Written request
Each entry below is to be transcribed exactly.

(Point labeling dataset excerpts)
────

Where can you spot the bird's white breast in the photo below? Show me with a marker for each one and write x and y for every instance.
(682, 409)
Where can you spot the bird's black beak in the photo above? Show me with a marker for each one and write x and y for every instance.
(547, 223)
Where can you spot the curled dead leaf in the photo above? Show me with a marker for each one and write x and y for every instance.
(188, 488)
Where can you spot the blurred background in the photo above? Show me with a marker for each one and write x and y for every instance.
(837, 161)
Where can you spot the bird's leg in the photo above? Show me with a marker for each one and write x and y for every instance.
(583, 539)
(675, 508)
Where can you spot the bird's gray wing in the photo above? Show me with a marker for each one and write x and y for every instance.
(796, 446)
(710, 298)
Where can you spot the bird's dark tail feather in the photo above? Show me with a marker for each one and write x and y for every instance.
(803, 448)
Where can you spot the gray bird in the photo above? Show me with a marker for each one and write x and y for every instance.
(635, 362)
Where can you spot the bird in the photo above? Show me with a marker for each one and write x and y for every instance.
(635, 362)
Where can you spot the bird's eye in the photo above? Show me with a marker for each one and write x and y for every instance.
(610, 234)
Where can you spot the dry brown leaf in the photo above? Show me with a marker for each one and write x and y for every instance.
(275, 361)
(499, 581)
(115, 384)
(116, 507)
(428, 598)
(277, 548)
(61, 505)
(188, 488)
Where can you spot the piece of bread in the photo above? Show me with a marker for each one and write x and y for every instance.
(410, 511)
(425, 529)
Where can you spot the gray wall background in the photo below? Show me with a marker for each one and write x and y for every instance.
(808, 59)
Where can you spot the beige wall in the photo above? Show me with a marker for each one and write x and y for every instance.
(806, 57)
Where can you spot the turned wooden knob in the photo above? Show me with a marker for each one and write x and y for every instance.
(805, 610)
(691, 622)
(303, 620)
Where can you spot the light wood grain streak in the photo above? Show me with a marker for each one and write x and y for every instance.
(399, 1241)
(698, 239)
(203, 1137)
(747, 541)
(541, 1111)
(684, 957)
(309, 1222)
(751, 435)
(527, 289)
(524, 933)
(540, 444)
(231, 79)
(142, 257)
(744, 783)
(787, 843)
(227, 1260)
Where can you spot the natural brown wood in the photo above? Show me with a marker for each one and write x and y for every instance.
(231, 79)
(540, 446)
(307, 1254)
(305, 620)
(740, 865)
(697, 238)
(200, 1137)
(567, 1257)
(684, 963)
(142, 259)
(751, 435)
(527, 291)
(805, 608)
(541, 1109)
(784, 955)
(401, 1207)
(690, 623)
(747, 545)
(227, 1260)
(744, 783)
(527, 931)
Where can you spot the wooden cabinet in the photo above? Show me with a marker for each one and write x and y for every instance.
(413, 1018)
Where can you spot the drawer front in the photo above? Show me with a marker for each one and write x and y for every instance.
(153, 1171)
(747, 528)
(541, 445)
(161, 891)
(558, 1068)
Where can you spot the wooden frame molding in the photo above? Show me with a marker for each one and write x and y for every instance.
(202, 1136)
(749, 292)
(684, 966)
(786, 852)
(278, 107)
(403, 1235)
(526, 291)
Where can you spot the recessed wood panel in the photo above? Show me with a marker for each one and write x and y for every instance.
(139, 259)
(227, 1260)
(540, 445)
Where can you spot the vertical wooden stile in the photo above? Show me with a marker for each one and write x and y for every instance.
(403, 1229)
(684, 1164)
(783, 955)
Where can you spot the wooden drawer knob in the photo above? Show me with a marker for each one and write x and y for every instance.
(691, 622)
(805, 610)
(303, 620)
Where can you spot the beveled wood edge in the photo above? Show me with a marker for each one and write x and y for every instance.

────

Worked answer
Where can you spot the bird's white breast in the photo below? Show me with a marker for each one and write x and y for every instance.
(682, 409)
Where can you spot the bird's black beak in the photo above? Show me with a marker for each one and write x and y for every instance.
(547, 223)
Where can you spot the curled dead leaf in the photo above? Show me with a marker for each one and write x and y for every instance.
(188, 488)
Where can you spot the blurred background in the photo above? Show me with a marker for each one and write x and y for every instance.
(837, 161)
Where can you spot the bird's leg in the photo above? Show me with a marker for each one and write x and y for every instance.
(583, 539)
(675, 508)
Where can you spot the bird's gray wing in the photo above? Show me with a marker for each one and write x and y for every instance.
(796, 446)
(710, 298)
Where can you spot the bird's dark tail feather in the photo above? Show me with a marker for each one and write x and y for every instance.
(803, 448)
Where can you spot the gray bird in the photo above? Show me with a marker for each one and write x and y for every instance.
(635, 362)
Where can you spot the bird in the photo above? Show me with a marker for each one and write x and y for every instance.
(635, 362)
Where can you spot the bird's eye in the photo above? Show me with a marker for each one and write x and y for every instance.
(610, 234)
Where can you spot the dry brown leaf in the photo above? Show me with a marker for each one and write x and y for every instance.
(275, 361)
(499, 581)
(115, 384)
(116, 507)
(428, 598)
(277, 548)
(61, 505)
(188, 488)
Where can you spot the piece of bread in the photo above? Show me with a marker for each one and write x and y for every instance.
(410, 511)
(425, 529)
Where can you spot the gray wall background in the photo below? Show me with a marker for each one and write x and y for every instance.
(808, 59)
Where can you spot the beige wall in the photo above? Show me with a marker for each one and write x and y for every instance.
(806, 57)
Where can you spot the turned wooden knob in the photo above? Show me with a marker for each one and write x and y for every instance.
(805, 610)
(691, 622)
(303, 620)
Where can you spot the light wood grain streak in the photo above? Show me with a marker for each one and write x and y for every instance.
(399, 1241)
(698, 239)
(203, 1137)
(747, 541)
(541, 1111)
(684, 957)
(309, 1222)
(751, 435)
(527, 289)
(524, 933)
(540, 444)
(231, 79)
(142, 257)
(744, 783)
(787, 843)
(227, 1260)
Where can you spot the natural brown wood in the photo above? Show me with a marker for each one and write x and y for every instance.
(231, 79)
(540, 446)
(307, 1254)
(305, 620)
(740, 865)
(697, 238)
(200, 1137)
(567, 1257)
(684, 963)
(142, 259)
(751, 435)
(527, 291)
(805, 608)
(541, 1109)
(784, 955)
(401, 1207)
(690, 623)
(747, 545)
(227, 1260)
(744, 783)
(527, 931)
Where can you spot the wooden cabinet in the photo above? Show me with a marker for each one and write x and y for every instance.
(413, 1018)
Where can you spot the drawer front in the photo above? Show me with a marker for each one and write x and y for every instance.
(153, 1171)
(747, 528)
(541, 445)
(161, 891)
(558, 1068)
Where can you spot the wooden frame molding in the photo above? Show me with a marker for each one and write x and y for every instance.
(202, 1136)
(749, 292)
(684, 966)
(786, 852)
(278, 107)
(403, 1235)
(526, 291)
Where can you spot the recessed wood panel in the photo above? Show me with a marker for each one and write x and y for every instance.
(139, 259)
(227, 1260)
(540, 445)
Where can you spot the vertical wooden stile in the photo above? Show me with a marker for each one and write x and y for every instance.
(403, 1229)
(684, 1164)
(783, 955)
Where can you spot the wooden drawer knob in the photo above? Show me with a marker for each one and write x and y for every instance.
(691, 622)
(805, 610)
(303, 620)
Where can you spot the beveled wood edge in the photo above? Show me with a marker for each one and write x and y for every instance.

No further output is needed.